WHAT YOU ARE ASKED TO DO: All the records below must be returned exactly as they stand.

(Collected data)
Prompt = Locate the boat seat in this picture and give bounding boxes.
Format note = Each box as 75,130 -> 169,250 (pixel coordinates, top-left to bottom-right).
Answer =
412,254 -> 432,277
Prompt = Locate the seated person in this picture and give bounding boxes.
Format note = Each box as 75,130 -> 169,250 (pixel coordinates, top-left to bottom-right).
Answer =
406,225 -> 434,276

COMPLETED EXERCISE:
Prompt = Locate the boat seat in this picture and give bounding boxes.
Format note = Each box as 75,130 -> 169,250 (pixel coordinates, top-left to bottom-right).
Answer =
412,254 -> 432,277
Prompt = Locate the seated person in this picture and give bounding boxes.
Format note = Each box as 75,130 -> 169,250 (pixel coordinates, top-left to bottom-right).
Answer =
406,225 -> 434,276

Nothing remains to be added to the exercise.